[Opening DATA FOR PROCESSING section]
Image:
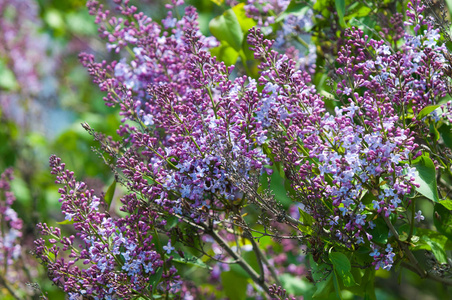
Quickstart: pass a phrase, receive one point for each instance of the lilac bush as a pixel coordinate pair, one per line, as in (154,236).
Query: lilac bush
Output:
(200,142)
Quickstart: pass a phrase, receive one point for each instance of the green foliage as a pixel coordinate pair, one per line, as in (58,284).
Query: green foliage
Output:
(426,177)
(234,285)
(443,220)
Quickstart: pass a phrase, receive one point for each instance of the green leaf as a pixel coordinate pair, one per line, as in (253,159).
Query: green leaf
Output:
(337,287)
(437,250)
(380,232)
(324,288)
(340,8)
(234,286)
(359,10)
(154,279)
(435,236)
(227,28)
(449,5)
(295,286)
(426,178)
(294,8)
(245,22)
(189,259)
(442,219)
(446,203)
(66,222)
(369,284)
(342,268)
(446,133)
(110,193)
(426,110)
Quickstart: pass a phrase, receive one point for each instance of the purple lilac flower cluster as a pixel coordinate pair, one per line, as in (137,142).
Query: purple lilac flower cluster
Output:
(189,132)
(115,257)
(188,111)
(10,223)
(24,61)
(362,150)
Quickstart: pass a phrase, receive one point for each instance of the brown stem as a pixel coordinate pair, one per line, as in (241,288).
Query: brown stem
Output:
(245,266)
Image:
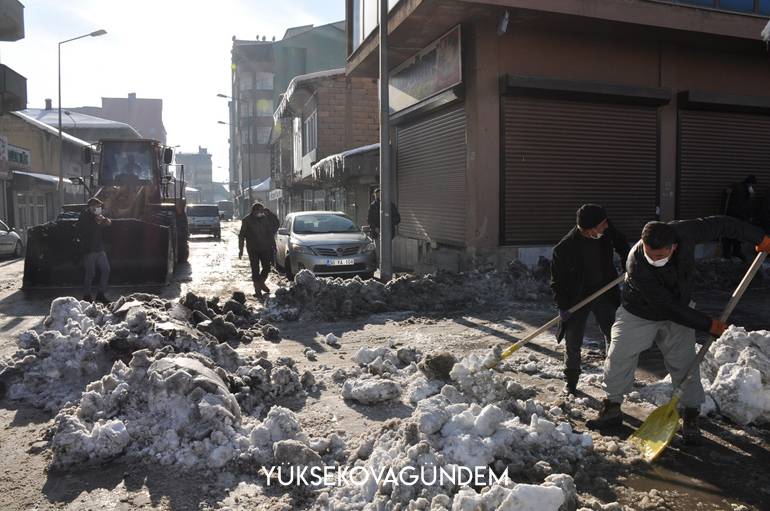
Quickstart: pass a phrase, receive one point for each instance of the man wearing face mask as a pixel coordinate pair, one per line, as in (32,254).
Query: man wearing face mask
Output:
(90,225)
(657,308)
(258,231)
(738,204)
(582,264)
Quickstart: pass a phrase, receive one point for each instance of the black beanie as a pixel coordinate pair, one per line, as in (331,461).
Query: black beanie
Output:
(590,215)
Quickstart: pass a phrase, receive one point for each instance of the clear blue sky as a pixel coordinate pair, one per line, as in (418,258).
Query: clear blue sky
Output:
(176,50)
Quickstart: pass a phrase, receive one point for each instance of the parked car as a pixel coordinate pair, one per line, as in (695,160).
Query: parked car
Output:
(225,209)
(204,219)
(10,242)
(326,242)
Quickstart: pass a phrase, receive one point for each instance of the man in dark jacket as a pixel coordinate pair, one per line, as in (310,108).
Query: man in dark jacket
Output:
(738,204)
(258,229)
(582,264)
(657,308)
(373,217)
(90,225)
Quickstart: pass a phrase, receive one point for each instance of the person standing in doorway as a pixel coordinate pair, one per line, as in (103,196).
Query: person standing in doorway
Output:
(90,227)
(258,230)
(582,264)
(373,218)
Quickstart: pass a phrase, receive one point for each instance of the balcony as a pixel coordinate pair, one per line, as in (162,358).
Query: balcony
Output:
(13,90)
(11,20)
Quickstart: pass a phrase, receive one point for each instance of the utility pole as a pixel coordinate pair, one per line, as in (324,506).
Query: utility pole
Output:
(386,197)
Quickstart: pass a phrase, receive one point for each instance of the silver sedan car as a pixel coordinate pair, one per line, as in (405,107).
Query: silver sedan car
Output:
(325,242)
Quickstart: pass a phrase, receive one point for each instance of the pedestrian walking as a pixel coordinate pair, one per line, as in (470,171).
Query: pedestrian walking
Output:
(90,227)
(373,218)
(657,308)
(258,230)
(583,263)
(739,199)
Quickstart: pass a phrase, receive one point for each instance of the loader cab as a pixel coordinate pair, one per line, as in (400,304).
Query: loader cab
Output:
(128,164)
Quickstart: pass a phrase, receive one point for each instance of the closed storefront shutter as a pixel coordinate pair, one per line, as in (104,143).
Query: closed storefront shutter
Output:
(715,150)
(559,154)
(430,174)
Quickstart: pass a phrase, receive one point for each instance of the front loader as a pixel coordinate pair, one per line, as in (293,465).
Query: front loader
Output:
(146,203)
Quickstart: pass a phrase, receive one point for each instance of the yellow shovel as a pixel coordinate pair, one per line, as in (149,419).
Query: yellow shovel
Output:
(655,433)
(515,347)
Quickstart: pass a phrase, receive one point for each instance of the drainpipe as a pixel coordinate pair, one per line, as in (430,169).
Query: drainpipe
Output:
(386,197)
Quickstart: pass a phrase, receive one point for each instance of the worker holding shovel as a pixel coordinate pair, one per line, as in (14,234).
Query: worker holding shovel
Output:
(656,307)
(582,264)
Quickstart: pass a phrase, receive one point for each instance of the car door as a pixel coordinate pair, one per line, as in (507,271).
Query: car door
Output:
(6,240)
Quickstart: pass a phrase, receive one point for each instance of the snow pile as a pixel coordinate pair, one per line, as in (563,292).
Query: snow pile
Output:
(333,298)
(738,368)
(179,409)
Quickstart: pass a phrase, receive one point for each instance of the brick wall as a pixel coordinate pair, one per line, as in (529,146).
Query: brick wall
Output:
(347,114)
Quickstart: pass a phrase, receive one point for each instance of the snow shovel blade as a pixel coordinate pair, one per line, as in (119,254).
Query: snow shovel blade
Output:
(656,432)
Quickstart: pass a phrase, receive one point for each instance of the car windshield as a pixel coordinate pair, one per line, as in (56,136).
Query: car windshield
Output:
(323,224)
(202,211)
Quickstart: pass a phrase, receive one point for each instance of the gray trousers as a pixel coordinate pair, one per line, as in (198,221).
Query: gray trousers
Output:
(631,335)
(92,261)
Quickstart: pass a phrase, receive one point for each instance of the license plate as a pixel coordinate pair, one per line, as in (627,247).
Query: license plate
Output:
(340,262)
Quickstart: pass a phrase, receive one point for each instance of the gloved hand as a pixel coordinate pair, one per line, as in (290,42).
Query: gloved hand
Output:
(717,327)
(765,245)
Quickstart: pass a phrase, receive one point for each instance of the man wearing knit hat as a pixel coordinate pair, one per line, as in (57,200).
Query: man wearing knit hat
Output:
(582,264)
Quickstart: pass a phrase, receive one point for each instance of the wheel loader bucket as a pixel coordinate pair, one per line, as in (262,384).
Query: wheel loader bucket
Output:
(138,252)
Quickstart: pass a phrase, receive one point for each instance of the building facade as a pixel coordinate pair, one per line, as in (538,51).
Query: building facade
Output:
(507,115)
(198,174)
(321,116)
(143,114)
(13,93)
(261,72)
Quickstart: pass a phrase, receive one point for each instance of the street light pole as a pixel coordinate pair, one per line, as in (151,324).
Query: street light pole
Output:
(96,33)
(386,234)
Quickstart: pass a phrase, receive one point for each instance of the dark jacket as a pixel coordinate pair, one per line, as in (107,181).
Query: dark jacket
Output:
(259,233)
(89,232)
(567,278)
(373,217)
(664,294)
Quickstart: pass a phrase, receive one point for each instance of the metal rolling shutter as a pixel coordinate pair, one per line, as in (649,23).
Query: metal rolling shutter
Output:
(560,154)
(430,173)
(715,150)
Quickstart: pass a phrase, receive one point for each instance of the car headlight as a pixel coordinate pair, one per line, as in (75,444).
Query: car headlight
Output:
(302,249)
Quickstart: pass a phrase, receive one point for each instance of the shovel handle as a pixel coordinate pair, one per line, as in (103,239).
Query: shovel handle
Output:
(734,299)
(512,349)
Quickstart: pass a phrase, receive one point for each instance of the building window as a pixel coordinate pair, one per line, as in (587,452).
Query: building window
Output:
(310,132)
(297,130)
(365,16)
(263,135)
(264,81)
(246,81)
(265,107)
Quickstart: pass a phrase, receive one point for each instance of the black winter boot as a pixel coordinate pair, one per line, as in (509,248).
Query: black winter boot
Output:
[Closing DATA FOR PROCESSING section]
* ABOUT THIS TASK:
In the listing above, find each line with the word "brick" and copy it.

* REPLY TO THE EXERCISE:
Quickstart: pass a phrase, receive one point for each instance of the brick wall as a pixel coordinate pair, one per line, as in (529,146).
Query: brick wall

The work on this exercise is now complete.